> [Tâches à réaliser]:
(A) Répondre aux questions suivantes à partir du texte fourni :
(i) En quelle année Sucker Punch est-il sorti ?
(ii) Sous l'égide de qui le reboot de Superman devait-il être réalisé ?
(iii) Comment Nolan a-t-il décrit le film de Zack Snyder ?
(B) Pour chaque affirmation, indiquer si elle concorde avec le texte fourni et citer les mots qui tranchent :
(i) Zack Snyder devait réaliser le reboot de Superman.
(ii) Le contrat a été rompu après les retours sur Sucker Punch.
(iii) Les bandes-annonces du film sont jugées décevantes.

> [Texte fourni]:
════

Par Mrwak @payetonwak

Man of Steel, Henry Cavill, Christopher Nolan, Zack Snyder, Warner, DC Comics, Superman, Laurence Fishburne, Diane Lane, Kevin Costner, Amy Adams, Michael Shannon, Russel Crowe, Bryan Singer, Perry White, Zod, Clark Kent, Jonathan Kent, Martha Kent, Lois Lane, Hans Zimmer, Superman Returns, test, trailer, critique, photos, comics, teaser
Le deal avait été passé avant même la sortie de Sucker Punch en 2011 : Zack Snyder allait réaliser le reboot de Superman sous l'égide de Christopher Nolan, grand manitou d'Hollywood depuis sa reprise de Batman. Malgré les retours plus que nuancés sur son film au moment de sa sortie, le contrat a tenu bon et Zack Snyder émerge enfin avec ce que Nolan a décrit comme étant son projet-chéri, prêt à relancer une bonne fois pour toute Superman au cinéma. L'exercice de promotion étant ce qu'il est, on a longtemps dû se raccrocher uniquement aux différents trailers du film ; et force est de constater qu'on a peu vu récemment d'aussi jolies bandes-annonces pour un blockbuster.

════

> [Données extraites]:
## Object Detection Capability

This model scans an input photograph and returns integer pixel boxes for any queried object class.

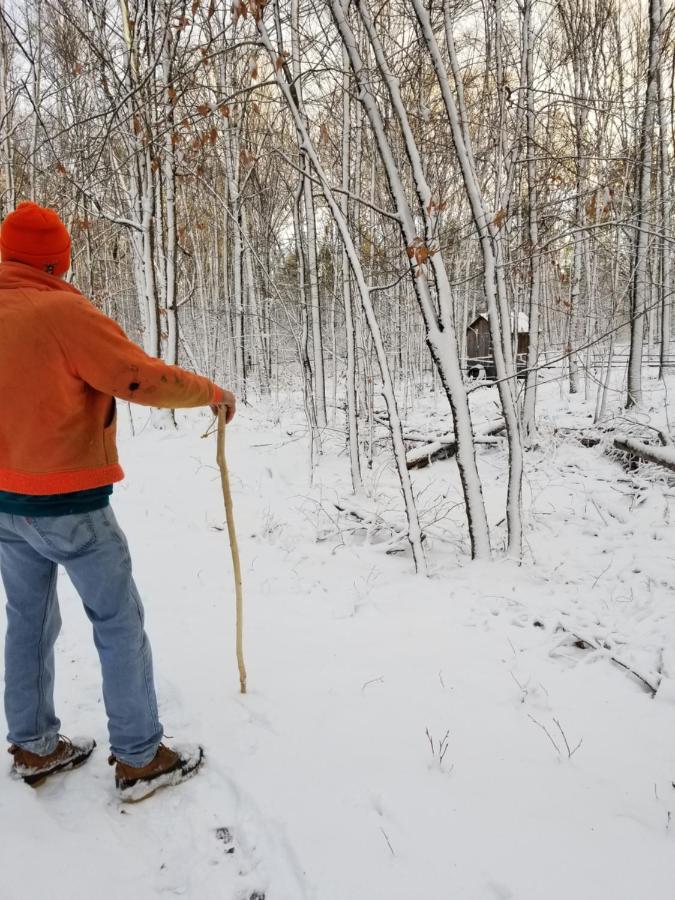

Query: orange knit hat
[0,201,70,275]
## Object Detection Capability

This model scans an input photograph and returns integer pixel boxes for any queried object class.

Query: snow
[0,370,675,900]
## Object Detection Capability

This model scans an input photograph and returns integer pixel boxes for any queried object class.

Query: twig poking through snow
[380,825,396,856]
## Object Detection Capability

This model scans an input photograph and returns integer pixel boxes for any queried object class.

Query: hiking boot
[108,744,204,803]
[7,734,96,787]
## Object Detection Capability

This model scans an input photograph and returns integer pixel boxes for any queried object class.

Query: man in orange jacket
[0,203,235,800]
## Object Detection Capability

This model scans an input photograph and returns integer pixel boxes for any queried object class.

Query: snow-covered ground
[0,368,675,900]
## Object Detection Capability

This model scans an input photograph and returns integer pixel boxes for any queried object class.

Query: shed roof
[469,311,530,334]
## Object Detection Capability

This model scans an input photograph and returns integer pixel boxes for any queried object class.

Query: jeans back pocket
[27,513,96,559]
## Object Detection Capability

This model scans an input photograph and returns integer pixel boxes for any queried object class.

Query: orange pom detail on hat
[0,200,70,275]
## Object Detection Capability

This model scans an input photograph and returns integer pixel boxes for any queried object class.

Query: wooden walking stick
[216,406,246,694]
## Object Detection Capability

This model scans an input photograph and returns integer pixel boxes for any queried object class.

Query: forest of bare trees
[0,0,675,570]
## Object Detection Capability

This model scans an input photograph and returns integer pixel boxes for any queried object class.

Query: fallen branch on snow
[614,432,675,472]
[556,623,659,698]
[406,419,506,469]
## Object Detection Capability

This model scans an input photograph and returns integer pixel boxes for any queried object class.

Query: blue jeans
[0,506,163,766]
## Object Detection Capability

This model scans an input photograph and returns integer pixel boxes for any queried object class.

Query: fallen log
[614,436,675,472]
[406,419,506,469]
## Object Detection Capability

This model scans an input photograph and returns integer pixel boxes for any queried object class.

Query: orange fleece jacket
[0,263,223,494]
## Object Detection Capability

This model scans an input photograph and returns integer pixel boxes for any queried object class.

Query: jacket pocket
[103,397,117,465]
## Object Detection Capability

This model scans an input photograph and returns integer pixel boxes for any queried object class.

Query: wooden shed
[466,312,530,378]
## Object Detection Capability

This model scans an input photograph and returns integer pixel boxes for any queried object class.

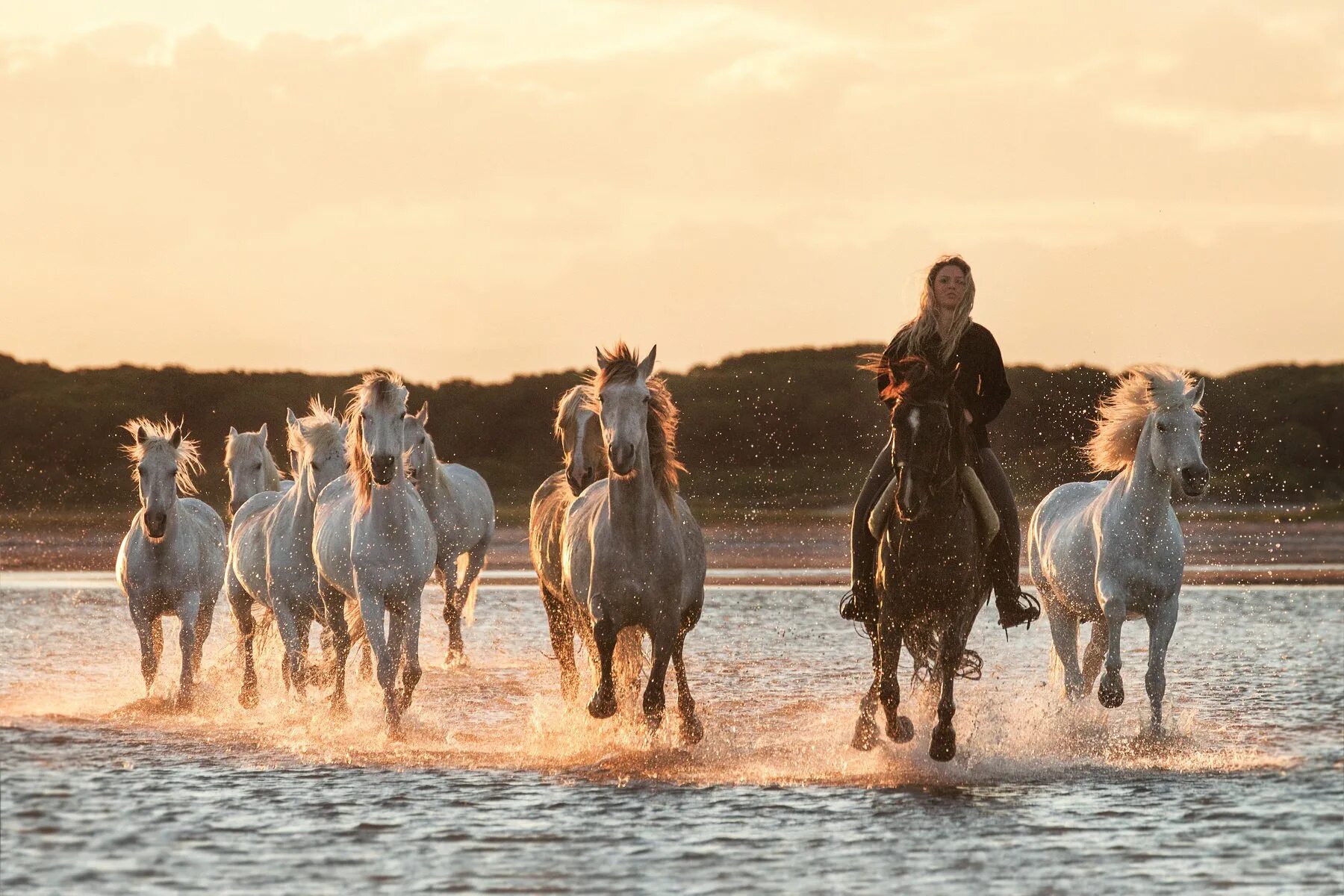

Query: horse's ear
[640,345,659,383]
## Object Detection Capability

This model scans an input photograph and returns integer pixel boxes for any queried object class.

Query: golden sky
[0,0,1344,380]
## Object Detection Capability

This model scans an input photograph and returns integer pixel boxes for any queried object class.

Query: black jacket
[877,323,1012,449]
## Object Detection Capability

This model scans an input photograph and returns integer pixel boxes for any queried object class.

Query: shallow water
[0,578,1344,893]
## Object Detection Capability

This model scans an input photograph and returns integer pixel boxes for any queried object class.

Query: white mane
[1083,364,1203,473]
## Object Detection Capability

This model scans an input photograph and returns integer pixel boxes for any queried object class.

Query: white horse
[561,343,706,743]
[1027,365,1208,728]
[403,402,494,665]
[313,372,438,733]
[117,418,225,708]
[225,423,294,513]
[527,385,610,703]
[225,399,349,713]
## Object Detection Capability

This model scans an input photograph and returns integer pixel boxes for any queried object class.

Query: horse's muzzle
[368,454,396,485]
[1180,464,1208,497]
[145,511,168,538]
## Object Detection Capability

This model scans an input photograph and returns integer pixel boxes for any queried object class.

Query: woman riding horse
[840,255,1040,629]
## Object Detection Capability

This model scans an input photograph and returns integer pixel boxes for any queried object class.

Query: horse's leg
[929,626,969,762]
[1040,585,1090,700]
[398,595,420,712]
[131,602,164,697]
[225,567,257,709]
[178,591,200,709]
[1097,579,1127,709]
[588,619,617,719]
[433,561,462,666]
[877,614,915,744]
[541,585,579,703]
[1078,618,1107,697]
[272,601,306,697]
[1144,595,1180,732]
[644,630,676,729]
[359,594,400,733]
[850,617,882,750]
[672,632,704,744]
[317,579,349,718]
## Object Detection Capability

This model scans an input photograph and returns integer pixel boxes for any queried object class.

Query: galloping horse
[1027,365,1208,728]
[117,418,225,708]
[561,343,706,743]
[225,423,297,513]
[527,385,608,703]
[852,358,989,762]
[313,372,438,733]
[403,402,494,665]
[227,399,349,713]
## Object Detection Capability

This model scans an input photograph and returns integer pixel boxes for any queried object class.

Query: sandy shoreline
[0,513,1344,585]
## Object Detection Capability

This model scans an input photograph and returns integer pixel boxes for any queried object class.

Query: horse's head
[555,383,608,494]
[597,345,659,476]
[225,423,279,513]
[346,372,407,494]
[285,398,346,498]
[122,418,202,540]
[883,358,961,523]
[1145,380,1208,497]
[402,402,438,478]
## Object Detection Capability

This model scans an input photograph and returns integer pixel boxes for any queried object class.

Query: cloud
[0,1,1344,378]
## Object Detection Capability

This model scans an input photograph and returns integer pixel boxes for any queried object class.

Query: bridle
[891,400,959,510]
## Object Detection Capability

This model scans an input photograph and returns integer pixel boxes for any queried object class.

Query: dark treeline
[0,345,1344,511]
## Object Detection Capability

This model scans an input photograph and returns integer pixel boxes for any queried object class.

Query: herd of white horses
[117,344,1208,757]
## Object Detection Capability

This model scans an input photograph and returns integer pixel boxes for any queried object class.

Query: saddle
[868,466,1000,547]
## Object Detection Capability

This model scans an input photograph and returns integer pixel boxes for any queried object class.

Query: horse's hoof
[887,716,915,744]
[588,691,615,719]
[850,718,877,752]
[1097,672,1125,709]
[929,726,957,762]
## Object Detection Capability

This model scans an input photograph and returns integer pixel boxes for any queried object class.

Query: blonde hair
[902,255,976,364]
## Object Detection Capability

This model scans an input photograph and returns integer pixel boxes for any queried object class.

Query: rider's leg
[977,447,1040,629]
[840,438,895,619]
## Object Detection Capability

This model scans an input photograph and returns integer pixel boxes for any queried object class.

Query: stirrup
[995,588,1040,634]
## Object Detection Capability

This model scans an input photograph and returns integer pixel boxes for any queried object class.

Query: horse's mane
[346,371,406,511]
[1083,364,1204,473]
[554,383,597,442]
[588,340,685,506]
[121,417,205,494]
[225,430,285,482]
[286,396,341,454]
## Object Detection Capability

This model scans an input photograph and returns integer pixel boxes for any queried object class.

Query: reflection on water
[0,585,1344,892]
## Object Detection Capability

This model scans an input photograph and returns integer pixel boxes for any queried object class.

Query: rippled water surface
[0,579,1344,893]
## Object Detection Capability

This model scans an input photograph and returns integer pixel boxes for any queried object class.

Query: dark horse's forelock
[859,353,951,405]
[588,341,685,506]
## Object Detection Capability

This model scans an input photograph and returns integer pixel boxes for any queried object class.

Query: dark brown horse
[853,358,989,762]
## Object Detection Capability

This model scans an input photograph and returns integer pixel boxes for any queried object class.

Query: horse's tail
[900,623,984,681]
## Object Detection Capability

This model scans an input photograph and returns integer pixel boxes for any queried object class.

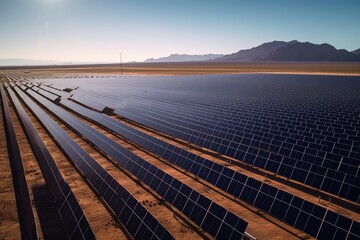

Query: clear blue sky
[0,0,360,62]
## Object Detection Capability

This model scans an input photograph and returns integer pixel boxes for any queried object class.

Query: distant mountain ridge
[216,40,298,61]
[265,42,360,62]
[145,54,223,62]
[145,40,360,62]
[215,40,360,61]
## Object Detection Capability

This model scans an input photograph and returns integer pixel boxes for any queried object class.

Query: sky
[0,0,360,62]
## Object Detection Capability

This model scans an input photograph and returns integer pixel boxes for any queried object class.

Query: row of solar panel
[7,84,95,239]
[60,100,358,239]
[119,97,360,175]
[96,86,357,132]
[17,89,173,239]
[116,88,355,148]
[132,85,358,122]
[30,88,247,239]
[0,83,39,240]
[115,108,360,202]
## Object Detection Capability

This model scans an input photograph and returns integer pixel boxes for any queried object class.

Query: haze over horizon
[0,0,360,62]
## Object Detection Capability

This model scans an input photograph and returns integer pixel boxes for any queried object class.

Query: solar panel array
[0,83,39,240]
[29,87,247,239]
[18,90,173,239]
[60,96,360,239]
[62,75,360,203]
[7,87,95,239]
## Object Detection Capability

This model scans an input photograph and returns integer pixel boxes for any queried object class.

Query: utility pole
[120,52,122,75]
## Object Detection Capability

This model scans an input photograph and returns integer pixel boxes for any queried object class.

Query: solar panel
[17,88,173,239]
[29,88,247,238]
[0,84,39,239]
[7,87,95,239]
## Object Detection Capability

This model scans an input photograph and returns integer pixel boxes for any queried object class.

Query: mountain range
[0,40,360,66]
[145,40,360,62]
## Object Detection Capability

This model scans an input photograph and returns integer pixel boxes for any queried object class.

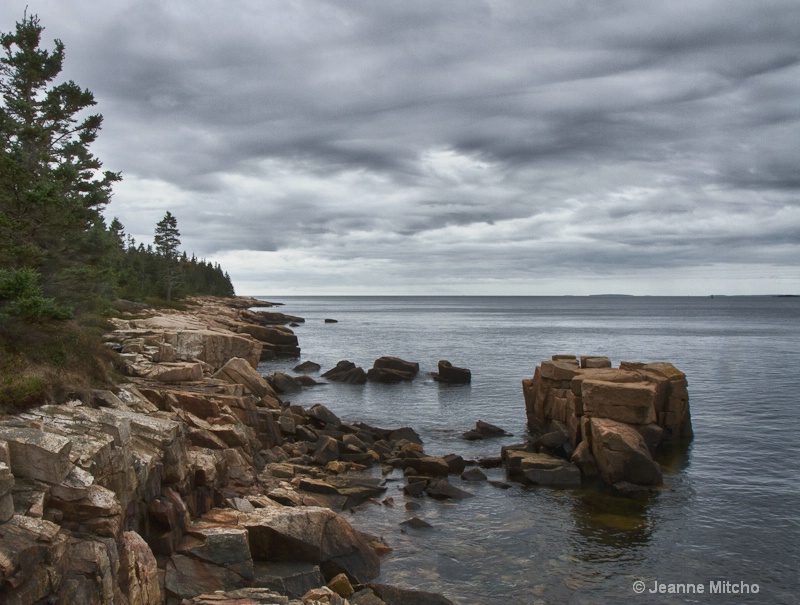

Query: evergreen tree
[0,16,120,310]
[153,210,181,300]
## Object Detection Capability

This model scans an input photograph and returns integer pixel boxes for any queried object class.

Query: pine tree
[0,16,120,312]
[153,210,181,300]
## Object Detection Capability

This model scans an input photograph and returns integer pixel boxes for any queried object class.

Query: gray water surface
[260,297,800,604]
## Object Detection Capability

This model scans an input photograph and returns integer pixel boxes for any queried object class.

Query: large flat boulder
[581,379,656,424]
[193,506,380,584]
[0,426,74,484]
[588,418,664,485]
[212,357,278,399]
[506,450,581,487]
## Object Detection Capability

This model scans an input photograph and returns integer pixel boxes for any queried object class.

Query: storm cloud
[0,0,800,295]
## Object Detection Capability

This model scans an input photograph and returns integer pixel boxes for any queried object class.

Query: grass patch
[0,315,114,414]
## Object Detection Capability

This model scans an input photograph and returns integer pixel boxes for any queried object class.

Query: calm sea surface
[260,297,800,605]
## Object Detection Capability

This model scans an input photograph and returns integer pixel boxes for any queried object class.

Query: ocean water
[260,297,800,605]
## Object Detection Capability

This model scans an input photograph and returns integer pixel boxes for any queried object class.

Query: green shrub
[0,268,72,323]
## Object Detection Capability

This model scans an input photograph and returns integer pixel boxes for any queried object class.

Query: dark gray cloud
[0,0,800,294]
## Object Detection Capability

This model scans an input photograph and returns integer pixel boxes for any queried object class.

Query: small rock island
[520,355,692,492]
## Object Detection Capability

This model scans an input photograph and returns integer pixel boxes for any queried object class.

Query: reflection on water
[260,297,800,605]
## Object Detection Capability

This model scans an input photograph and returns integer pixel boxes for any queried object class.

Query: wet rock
[328,573,355,599]
[145,361,203,383]
[403,481,428,498]
[367,582,453,605]
[506,451,581,487]
[367,357,419,383]
[388,426,422,445]
[400,517,433,529]
[213,357,278,398]
[431,359,472,384]
[267,372,303,395]
[322,360,367,384]
[0,426,73,484]
[589,418,663,485]
[425,479,474,500]
[181,588,301,605]
[0,462,14,524]
[306,403,342,428]
[461,420,511,441]
[581,355,611,368]
[200,504,380,583]
[119,531,163,605]
[461,468,487,481]
[442,454,467,475]
[239,324,300,357]
[581,379,656,424]
[0,515,67,603]
[293,361,322,374]
[49,467,122,538]
[570,440,599,478]
[250,311,306,325]
[314,435,340,466]
[478,456,503,468]
[348,588,386,605]
[178,528,255,580]
[400,456,450,477]
[255,561,325,599]
[164,555,245,599]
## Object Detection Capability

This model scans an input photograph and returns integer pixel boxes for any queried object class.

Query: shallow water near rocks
[260,297,800,604]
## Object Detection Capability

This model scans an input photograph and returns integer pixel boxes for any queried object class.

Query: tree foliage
[0,15,234,414]
[0,16,120,310]
[0,15,238,321]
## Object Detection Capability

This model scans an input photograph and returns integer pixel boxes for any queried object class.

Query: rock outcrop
[0,299,456,605]
[522,355,692,489]
[367,357,419,383]
[322,359,367,384]
[431,359,472,384]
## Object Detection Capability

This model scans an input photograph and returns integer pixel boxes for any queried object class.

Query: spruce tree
[0,16,120,312]
[153,210,181,300]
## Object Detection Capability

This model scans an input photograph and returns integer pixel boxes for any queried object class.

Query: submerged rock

════

> [Liste des solutions]:
(A)
(i) En 2011.
(ii) Sous l'égide de Christopher Nolan.
(iii) Comme son projet-chéri.

(B)
(i) Oui : « Zack Snyder allait réaliser le reboot de Superman ».
(ii) Non : « le contrat a tenu bon ».
(iii) Non : « on a peu vu récemment d'aussi jolies bandes-annonces pour un blockbuster ».